* **SUPPLIED MATERIAL**:
● ● ●
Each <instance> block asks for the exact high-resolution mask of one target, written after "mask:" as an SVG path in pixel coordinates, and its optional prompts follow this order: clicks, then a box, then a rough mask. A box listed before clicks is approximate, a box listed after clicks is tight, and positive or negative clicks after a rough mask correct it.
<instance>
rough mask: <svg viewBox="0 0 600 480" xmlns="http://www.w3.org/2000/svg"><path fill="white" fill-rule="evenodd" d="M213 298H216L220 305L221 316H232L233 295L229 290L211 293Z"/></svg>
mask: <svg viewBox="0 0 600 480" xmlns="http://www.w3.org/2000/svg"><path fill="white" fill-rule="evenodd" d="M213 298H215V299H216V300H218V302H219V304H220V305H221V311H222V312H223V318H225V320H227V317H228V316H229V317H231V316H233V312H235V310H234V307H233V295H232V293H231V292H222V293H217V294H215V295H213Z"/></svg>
● ● ●
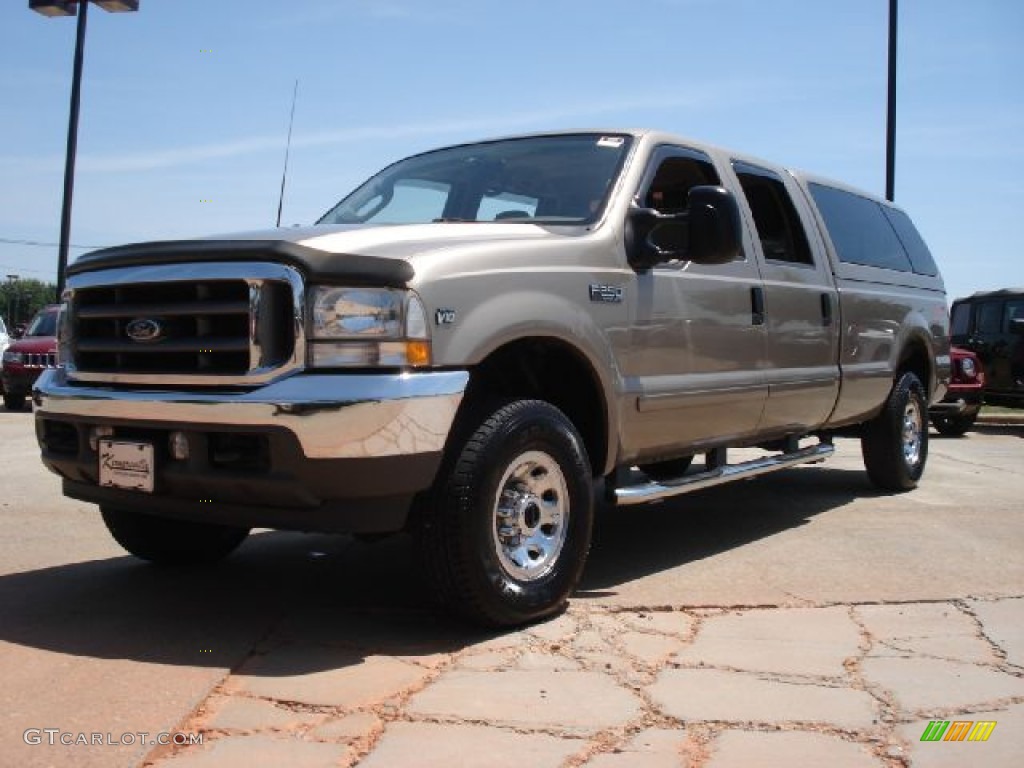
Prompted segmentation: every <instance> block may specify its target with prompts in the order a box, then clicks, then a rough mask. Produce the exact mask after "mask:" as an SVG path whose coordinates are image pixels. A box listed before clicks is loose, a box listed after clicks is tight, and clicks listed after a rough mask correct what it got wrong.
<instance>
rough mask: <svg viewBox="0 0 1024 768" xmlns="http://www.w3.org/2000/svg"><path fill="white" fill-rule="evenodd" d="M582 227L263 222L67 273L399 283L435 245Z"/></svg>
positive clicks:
● ● ●
* **INSTRUCTIONS TO FOLLOW**: Filter the records above for lines with "then".

* **THE COMPLETED TASK**:
Each <instance> block asks for the exact high-resolution mask of one target, written after "mask:" as an SVG path in pixel coordinates, and its optional prompts follow this order: clicks, then a box, then a rough mask. A box listed before clicks is approximate, a box listed after clicks is tight, and positive or negative clicks after a rough mask correct it.
Prompted segmentation: every <instance> block may specify its target with prompts in the order a box, then clicks, then a rough mask. Produce the exact mask after "mask:" as an SVG path whose coordinates are image pixels. A box listed before clicks is loose, a box listed after clicks is tight, and clicks listed after a rough mask correct what it got wrong.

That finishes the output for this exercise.